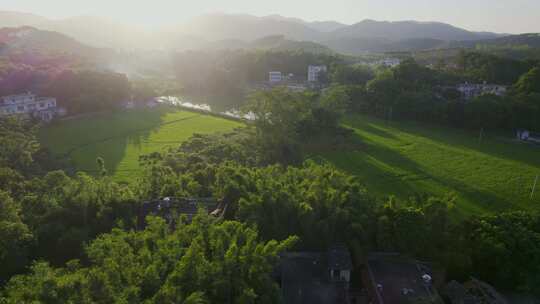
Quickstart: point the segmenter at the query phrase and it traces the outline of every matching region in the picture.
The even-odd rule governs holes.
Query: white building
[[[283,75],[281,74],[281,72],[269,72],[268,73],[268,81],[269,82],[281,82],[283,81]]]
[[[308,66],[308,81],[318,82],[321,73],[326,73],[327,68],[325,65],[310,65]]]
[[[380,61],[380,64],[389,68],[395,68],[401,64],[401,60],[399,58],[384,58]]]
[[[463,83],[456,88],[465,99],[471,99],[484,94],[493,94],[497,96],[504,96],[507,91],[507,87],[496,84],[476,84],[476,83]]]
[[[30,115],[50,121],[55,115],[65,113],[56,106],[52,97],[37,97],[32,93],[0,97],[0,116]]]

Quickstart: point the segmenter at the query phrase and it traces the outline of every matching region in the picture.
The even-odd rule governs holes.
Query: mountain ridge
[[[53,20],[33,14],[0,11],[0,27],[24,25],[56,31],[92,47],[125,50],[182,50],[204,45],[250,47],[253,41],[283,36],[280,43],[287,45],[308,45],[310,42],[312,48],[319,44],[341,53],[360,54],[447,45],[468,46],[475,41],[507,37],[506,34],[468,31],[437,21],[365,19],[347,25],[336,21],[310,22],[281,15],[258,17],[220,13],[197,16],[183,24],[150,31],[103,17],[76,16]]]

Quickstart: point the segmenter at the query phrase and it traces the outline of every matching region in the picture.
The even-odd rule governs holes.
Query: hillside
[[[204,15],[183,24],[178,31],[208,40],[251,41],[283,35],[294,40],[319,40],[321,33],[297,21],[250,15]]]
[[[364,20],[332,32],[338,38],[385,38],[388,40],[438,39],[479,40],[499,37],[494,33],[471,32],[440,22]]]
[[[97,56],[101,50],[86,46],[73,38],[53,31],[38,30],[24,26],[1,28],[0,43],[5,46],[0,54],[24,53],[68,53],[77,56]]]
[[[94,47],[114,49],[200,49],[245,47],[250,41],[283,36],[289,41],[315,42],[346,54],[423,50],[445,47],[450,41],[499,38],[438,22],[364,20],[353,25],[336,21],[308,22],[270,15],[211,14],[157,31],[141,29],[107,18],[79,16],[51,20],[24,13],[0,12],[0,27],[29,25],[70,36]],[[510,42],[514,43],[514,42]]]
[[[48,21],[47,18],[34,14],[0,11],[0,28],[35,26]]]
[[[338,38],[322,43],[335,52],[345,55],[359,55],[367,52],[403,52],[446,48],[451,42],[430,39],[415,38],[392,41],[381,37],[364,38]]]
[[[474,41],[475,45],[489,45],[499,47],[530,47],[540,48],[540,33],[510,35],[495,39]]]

*Task statement*
Return all the records above exactly, pictures omitted.

*Output below*
Quickstart: point the segmenter at the query phrase and it traces the outline of every matching region in the picture.
The even-odd rule governs holes.
Query: white building
[[[283,75],[281,74],[281,72],[269,72],[268,73],[268,81],[269,82],[281,82],[283,81]]]
[[[308,66],[308,81],[318,82],[321,73],[326,73],[327,68],[325,65],[310,65]]]
[[[380,61],[380,64],[389,68],[395,68],[401,64],[401,60],[399,58],[384,58]]]
[[[463,83],[456,88],[465,99],[471,99],[484,94],[493,94],[497,96],[504,96],[507,91],[507,87],[496,84],[476,84],[476,83]]]
[[[30,115],[50,121],[55,115],[65,113],[56,106],[52,97],[37,97],[32,93],[0,97],[0,116]]]

Quickstart: point the segmenter at the query phrase and it traces the outline of every matching region in the picture.
The even-odd rule governs holes.
Query: mountain ridge
[[[53,20],[33,14],[0,11],[0,27],[24,25],[56,31],[92,47],[125,50],[182,50],[204,45],[250,47],[253,41],[283,36],[280,43],[287,45],[308,45],[310,42],[312,48],[319,44],[341,53],[360,54],[447,45],[468,46],[475,41],[507,37],[506,34],[468,31],[437,21],[365,19],[347,25],[336,21],[310,22],[281,15],[258,17],[220,13],[197,16],[183,24],[150,31],[103,17],[76,16]]]

Quickstart: point the segmenter at the query phrase and it traces the outline of every matching region in the picture.
The even-odd rule governs holes.
Query: hillside
[[[204,15],[183,24],[178,31],[208,40],[251,41],[283,35],[294,40],[319,40],[321,33],[297,21],[250,15]]]
[[[364,20],[332,32],[338,38],[385,38],[388,40],[438,39],[479,40],[499,37],[494,33],[471,32],[440,22]]]
[[[97,56],[101,50],[86,46],[73,38],[53,31],[38,30],[24,26],[1,28],[0,43],[5,46],[0,54],[24,53],[68,53],[77,56]]]
[[[94,47],[114,49],[200,49],[245,47],[250,41],[283,36],[289,41],[315,42],[346,54],[423,50],[445,47],[450,41],[499,38],[438,22],[364,20],[353,25],[336,21],[308,22],[270,15],[211,14],[157,31],[141,29],[107,18],[79,16],[51,20],[24,13],[0,12],[0,27],[29,25],[70,36]],[[510,42],[514,43],[514,42]]]
[[[48,21],[47,18],[34,14],[0,11],[0,28],[35,26]]]
[[[338,38],[322,43],[335,52],[345,55],[359,55],[367,52],[403,52],[446,48],[451,42],[430,39],[415,38],[392,41],[381,37],[364,38]]]
[[[474,41],[475,45],[489,45],[499,47],[530,47],[540,48],[540,33],[510,35],[495,39]]]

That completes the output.